--- TASK INPUT Enclosed Below ---

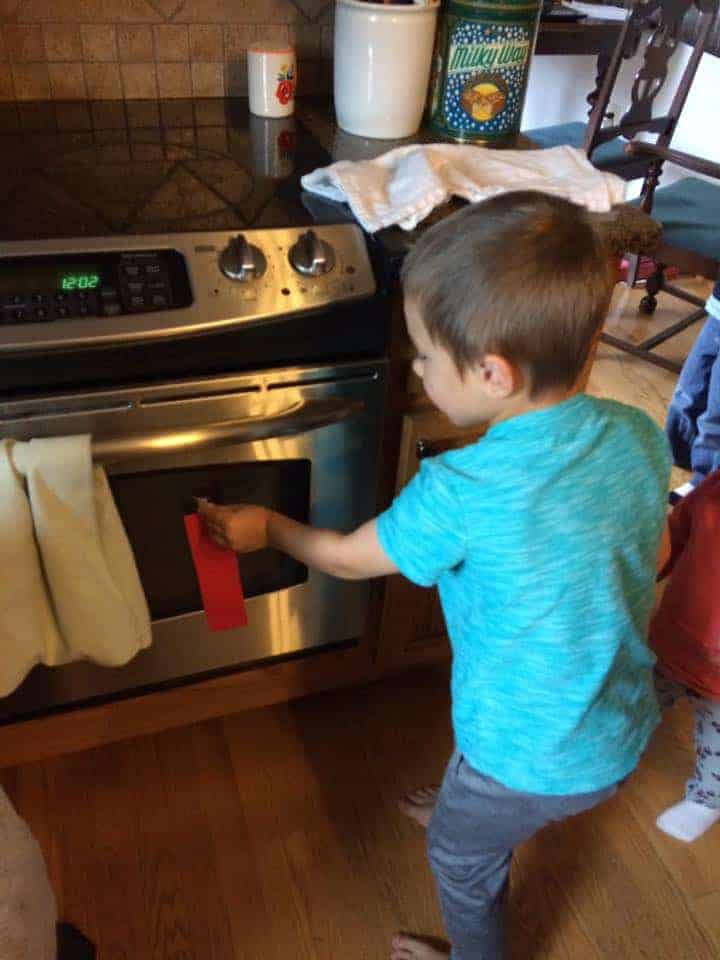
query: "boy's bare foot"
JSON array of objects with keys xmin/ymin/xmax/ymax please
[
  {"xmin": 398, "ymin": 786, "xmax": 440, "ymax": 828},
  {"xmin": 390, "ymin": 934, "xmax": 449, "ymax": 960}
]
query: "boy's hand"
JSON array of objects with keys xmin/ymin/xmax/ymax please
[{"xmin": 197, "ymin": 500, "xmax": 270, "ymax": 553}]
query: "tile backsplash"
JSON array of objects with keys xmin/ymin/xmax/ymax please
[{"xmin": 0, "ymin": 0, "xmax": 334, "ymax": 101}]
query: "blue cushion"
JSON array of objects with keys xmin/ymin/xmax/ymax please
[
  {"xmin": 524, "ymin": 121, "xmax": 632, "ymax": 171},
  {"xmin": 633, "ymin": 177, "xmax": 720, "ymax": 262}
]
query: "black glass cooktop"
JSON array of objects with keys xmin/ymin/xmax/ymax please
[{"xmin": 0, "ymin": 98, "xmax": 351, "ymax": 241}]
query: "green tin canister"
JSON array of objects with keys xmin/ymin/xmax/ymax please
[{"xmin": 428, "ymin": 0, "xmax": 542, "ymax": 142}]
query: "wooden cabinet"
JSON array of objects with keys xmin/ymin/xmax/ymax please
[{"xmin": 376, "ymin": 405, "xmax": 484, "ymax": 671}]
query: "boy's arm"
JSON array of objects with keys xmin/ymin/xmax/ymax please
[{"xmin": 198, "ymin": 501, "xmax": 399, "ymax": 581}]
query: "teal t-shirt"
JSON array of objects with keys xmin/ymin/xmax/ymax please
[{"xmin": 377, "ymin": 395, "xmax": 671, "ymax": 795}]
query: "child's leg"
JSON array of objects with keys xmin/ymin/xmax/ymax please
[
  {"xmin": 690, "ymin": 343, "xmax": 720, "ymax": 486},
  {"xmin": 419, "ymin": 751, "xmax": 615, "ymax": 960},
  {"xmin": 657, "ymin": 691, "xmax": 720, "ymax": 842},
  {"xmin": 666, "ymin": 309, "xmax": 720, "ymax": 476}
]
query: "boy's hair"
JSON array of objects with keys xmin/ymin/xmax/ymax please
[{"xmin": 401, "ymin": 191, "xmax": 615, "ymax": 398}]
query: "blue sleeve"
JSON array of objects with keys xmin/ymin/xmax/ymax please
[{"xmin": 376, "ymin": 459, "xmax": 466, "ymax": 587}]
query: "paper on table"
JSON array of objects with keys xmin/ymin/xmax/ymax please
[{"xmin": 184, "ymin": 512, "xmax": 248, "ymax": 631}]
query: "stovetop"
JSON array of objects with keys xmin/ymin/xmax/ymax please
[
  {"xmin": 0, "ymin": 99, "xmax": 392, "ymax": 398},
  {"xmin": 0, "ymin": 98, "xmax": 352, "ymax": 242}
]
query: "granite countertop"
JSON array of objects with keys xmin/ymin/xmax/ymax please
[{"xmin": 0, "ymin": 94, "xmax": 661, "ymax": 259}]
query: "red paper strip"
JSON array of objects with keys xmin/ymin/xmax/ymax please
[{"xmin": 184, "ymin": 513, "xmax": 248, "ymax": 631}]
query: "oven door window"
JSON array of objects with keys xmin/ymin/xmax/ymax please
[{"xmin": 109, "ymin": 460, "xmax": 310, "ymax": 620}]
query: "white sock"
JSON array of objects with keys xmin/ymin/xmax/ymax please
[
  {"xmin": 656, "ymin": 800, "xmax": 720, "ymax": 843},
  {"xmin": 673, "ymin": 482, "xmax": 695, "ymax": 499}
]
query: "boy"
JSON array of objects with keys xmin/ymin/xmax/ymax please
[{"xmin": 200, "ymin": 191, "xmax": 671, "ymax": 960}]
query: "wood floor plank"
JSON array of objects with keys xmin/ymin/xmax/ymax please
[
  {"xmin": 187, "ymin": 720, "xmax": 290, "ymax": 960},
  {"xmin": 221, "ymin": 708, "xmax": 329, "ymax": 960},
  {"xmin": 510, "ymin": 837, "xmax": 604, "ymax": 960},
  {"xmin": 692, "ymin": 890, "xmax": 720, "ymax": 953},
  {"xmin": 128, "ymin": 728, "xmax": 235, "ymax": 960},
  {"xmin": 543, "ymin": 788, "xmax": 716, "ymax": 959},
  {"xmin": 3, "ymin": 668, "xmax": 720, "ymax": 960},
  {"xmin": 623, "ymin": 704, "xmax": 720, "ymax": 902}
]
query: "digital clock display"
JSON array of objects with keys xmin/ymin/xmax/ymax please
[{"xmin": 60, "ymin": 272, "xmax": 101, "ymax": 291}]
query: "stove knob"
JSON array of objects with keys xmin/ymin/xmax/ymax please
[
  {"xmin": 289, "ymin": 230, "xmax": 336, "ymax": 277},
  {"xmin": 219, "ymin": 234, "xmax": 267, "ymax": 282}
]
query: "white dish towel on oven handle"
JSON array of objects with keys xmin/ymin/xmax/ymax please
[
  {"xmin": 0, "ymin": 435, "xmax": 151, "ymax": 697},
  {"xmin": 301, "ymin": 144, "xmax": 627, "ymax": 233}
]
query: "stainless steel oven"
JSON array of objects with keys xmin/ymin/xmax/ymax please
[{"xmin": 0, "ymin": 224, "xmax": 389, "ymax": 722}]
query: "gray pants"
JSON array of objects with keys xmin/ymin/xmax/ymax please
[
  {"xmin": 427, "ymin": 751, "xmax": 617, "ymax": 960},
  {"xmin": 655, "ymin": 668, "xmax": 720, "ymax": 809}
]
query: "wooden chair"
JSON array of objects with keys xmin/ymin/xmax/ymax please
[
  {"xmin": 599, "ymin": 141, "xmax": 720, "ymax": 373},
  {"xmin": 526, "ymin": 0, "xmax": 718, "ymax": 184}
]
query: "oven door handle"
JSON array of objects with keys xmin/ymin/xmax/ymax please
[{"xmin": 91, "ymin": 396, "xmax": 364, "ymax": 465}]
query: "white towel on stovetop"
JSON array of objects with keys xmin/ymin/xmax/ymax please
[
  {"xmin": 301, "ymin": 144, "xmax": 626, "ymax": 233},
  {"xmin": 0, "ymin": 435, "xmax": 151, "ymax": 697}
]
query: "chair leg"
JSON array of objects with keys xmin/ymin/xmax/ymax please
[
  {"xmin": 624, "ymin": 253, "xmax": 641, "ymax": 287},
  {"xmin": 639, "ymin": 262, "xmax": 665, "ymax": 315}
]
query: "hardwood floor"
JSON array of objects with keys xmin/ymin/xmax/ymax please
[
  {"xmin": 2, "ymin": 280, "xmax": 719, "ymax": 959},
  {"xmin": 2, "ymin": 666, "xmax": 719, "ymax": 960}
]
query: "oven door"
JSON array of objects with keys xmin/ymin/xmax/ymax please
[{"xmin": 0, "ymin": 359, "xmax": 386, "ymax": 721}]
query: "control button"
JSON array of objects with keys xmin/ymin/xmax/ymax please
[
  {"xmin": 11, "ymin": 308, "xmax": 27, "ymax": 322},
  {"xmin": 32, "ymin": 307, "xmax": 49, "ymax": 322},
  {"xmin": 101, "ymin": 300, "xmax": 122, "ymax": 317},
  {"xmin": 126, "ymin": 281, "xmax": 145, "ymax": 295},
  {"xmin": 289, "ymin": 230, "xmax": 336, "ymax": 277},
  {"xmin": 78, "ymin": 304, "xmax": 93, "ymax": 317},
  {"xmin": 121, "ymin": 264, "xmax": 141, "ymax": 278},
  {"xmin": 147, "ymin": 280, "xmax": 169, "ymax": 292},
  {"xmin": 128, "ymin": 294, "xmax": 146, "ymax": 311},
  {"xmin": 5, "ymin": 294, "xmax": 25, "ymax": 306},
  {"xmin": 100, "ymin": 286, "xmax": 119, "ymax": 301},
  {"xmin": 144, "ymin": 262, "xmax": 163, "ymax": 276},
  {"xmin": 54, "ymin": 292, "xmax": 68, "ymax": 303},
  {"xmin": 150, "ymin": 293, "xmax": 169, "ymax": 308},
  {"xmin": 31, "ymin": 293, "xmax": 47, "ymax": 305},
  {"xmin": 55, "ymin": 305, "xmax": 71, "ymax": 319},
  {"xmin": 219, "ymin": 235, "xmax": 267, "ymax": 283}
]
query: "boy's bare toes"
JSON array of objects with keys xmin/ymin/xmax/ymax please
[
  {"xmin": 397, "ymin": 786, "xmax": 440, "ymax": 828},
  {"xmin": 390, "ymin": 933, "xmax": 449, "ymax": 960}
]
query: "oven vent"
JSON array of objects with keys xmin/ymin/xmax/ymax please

--- End of Enclosed TASK INPUT ---

- **ABOUT THIS TASK**
For this data, state how many lines include the word "wooden", with nothing added.

- **OUTPUT BELOW**
2